▸ What this task involves:
Reproduce every one of the entries below, replacing each occurrence of "integer pixel coordinates" with "whole-number pixel coordinates" and leaving everything else unchanged.

● ● ●

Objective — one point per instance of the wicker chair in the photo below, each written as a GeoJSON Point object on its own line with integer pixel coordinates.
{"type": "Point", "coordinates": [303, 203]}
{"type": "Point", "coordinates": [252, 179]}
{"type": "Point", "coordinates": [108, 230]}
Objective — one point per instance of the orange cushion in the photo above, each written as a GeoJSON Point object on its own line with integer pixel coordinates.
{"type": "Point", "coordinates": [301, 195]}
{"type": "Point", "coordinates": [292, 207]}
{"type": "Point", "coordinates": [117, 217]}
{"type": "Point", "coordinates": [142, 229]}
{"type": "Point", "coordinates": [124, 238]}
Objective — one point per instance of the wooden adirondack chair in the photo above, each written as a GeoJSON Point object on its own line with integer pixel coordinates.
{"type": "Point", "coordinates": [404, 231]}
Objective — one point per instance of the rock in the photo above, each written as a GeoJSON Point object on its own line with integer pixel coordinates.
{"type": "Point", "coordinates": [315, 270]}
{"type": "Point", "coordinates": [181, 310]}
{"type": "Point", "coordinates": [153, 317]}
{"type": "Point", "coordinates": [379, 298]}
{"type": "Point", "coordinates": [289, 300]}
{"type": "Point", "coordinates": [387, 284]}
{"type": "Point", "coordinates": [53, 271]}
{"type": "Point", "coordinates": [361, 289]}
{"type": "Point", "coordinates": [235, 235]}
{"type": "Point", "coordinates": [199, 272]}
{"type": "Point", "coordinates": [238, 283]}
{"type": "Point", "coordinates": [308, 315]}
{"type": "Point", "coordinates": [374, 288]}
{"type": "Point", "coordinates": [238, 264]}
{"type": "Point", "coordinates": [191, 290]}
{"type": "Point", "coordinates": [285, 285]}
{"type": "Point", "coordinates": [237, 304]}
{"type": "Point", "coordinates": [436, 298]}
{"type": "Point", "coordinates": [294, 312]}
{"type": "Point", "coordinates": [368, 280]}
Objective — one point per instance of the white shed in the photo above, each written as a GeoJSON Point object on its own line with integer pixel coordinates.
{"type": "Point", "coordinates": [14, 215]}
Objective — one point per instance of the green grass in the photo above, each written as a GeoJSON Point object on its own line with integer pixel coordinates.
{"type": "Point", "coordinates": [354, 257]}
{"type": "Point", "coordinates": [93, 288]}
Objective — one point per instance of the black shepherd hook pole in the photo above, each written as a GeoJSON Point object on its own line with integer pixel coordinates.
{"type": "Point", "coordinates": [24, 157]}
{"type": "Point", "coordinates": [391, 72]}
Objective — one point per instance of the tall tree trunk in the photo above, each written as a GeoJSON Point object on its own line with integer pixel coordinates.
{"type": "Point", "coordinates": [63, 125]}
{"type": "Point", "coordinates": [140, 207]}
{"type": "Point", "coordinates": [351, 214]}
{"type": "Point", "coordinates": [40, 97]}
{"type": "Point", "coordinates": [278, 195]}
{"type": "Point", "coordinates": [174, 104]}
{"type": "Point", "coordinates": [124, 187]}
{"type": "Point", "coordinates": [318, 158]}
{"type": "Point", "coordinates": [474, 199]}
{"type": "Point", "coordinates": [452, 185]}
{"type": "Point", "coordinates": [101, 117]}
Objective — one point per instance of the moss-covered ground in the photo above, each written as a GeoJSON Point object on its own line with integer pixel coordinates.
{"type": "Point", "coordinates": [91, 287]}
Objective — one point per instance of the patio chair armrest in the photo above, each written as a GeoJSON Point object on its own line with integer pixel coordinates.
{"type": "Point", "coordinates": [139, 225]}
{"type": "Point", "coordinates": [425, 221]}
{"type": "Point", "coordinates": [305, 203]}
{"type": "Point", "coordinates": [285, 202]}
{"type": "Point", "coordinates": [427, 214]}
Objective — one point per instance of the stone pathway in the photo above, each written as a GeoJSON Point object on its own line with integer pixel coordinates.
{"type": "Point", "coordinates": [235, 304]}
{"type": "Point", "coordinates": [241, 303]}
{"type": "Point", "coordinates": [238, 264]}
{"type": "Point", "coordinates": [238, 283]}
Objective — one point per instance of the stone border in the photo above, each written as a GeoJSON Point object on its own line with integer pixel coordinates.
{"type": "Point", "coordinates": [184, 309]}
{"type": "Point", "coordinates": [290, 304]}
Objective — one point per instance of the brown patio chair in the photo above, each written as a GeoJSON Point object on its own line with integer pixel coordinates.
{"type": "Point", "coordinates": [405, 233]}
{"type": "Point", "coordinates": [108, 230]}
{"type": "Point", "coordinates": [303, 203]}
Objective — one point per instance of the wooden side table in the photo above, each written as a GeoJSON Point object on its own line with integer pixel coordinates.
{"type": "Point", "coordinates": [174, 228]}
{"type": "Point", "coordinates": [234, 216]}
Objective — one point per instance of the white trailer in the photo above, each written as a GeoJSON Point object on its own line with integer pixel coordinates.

● ● ●

▸ Result of the task:
Objective — one point per instance of the wicker chair in the photo below, each written as a GeoJSON Point object on its own line with whole-number pixel coordinates.
{"type": "Point", "coordinates": [303, 203]}
{"type": "Point", "coordinates": [252, 179]}
{"type": "Point", "coordinates": [108, 230]}
Objective — one point per instance of the orange cushion in the photo above, each written as a GeoJSON Point object on its own line with whole-number pixel coordinates.
{"type": "Point", "coordinates": [301, 195]}
{"type": "Point", "coordinates": [292, 207]}
{"type": "Point", "coordinates": [117, 217]}
{"type": "Point", "coordinates": [142, 229]}
{"type": "Point", "coordinates": [124, 238]}
Objective — one point per instance of the wooden adirondack chair in the photo above, each written as a GeoJSON Point object on its own line with whole-number pixel coordinates.
{"type": "Point", "coordinates": [404, 231]}
Objective — one point per instance of the rock in the photo above, each written as a GeoJSON Point object on its own line with whole-number pixel coordinates.
{"type": "Point", "coordinates": [315, 270]}
{"type": "Point", "coordinates": [181, 310]}
{"type": "Point", "coordinates": [153, 317]}
{"type": "Point", "coordinates": [379, 298]}
{"type": "Point", "coordinates": [289, 300]}
{"type": "Point", "coordinates": [387, 284]}
{"type": "Point", "coordinates": [53, 271]}
{"type": "Point", "coordinates": [361, 289]}
{"type": "Point", "coordinates": [235, 235]}
{"type": "Point", "coordinates": [199, 272]}
{"type": "Point", "coordinates": [238, 283]}
{"type": "Point", "coordinates": [308, 315]}
{"type": "Point", "coordinates": [374, 288]}
{"type": "Point", "coordinates": [238, 264]}
{"type": "Point", "coordinates": [191, 290]}
{"type": "Point", "coordinates": [285, 285]}
{"type": "Point", "coordinates": [237, 304]}
{"type": "Point", "coordinates": [436, 298]}
{"type": "Point", "coordinates": [294, 312]}
{"type": "Point", "coordinates": [368, 280]}
Objective — one point per instance of the white shed in the photo above, each written as a GeoJSON Point object on its own line with whole-number pixel coordinates.
{"type": "Point", "coordinates": [14, 215]}
Objective — one point per instance of the green grass in the photo above, each written as a GeoJSON Point object on its own line with whole-number pixel coordinates.
{"type": "Point", "coordinates": [354, 257]}
{"type": "Point", "coordinates": [93, 288]}
Objective — one point per instance of the black shepherd hook pole in the photo above, each written as a GeoJSON Point object on its own line with whole-number pixel coordinates.
{"type": "Point", "coordinates": [24, 157]}
{"type": "Point", "coordinates": [391, 72]}
Objective — one point per instance of the tall tree trunk in the photo above, each written as a GeoJSON Point object on its own line with whole-number pixel coordinates.
{"type": "Point", "coordinates": [63, 125]}
{"type": "Point", "coordinates": [140, 207]}
{"type": "Point", "coordinates": [351, 214]}
{"type": "Point", "coordinates": [40, 97]}
{"type": "Point", "coordinates": [278, 195]}
{"type": "Point", "coordinates": [174, 104]}
{"type": "Point", "coordinates": [124, 187]}
{"type": "Point", "coordinates": [318, 158]}
{"type": "Point", "coordinates": [474, 199]}
{"type": "Point", "coordinates": [452, 185]}
{"type": "Point", "coordinates": [101, 117]}
Objective — one point per instance of the moss-covered ground in the photo above, each written as a GeoJSON Point object on its own line with whole-number pixel coordinates.
{"type": "Point", "coordinates": [91, 287]}
Objective — one point per instance of the patio chair armrest in the photo above, each written as a GeoJSON Point object on its own line with whole-number pixel coordinates.
{"type": "Point", "coordinates": [139, 225]}
{"type": "Point", "coordinates": [425, 221]}
{"type": "Point", "coordinates": [305, 203]}
{"type": "Point", "coordinates": [285, 202]}
{"type": "Point", "coordinates": [427, 214]}
Objective — one point per instance of the stone pathway in the photo above, each written as a GeoJSON Point object on its own line with whole-number pixel coordinates.
{"type": "Point", "coordinates": [235, 304]}
{"type": "Point", "coordinates": [241, 303]}
{"type": "Point", "coordinates": [238, 264]}
{"type": "Point", "coordinates": [238, 283]}
Objective — one point per instance of the stone border in the photo above, each written as a GeoJSON Point object on its own line with whole-number pixel coordinates.
{"type": "Point", "coordinates": [184, 309]}
{"type": "Point", "coordinates": [290, 304]}
Objective — one point per instance of the brown patio chair in the photo above, each written as a GeoJSON Point object on its own line with whole-number pixel coordinates.
{"type": "Point", "coordinates": [405, 233]}
{"type": "Point", "coordinates": [108, 230]}
{"type": "Point", "coordinates": [303, 203]}
Objective — one point per instance of the wooden side table in the photo above, each written as a GeoJSON Point object on its own line with whole-number pixel coordinates.
{"type": "Point", "coordinates": [174, 228]}
{"type": "Point", "coordinates": [234, 216]}
Objective — one point per instance of the white trailer in the photo above, each written as a GeoJSON Point object on its own line with whole-number pixel coordinates.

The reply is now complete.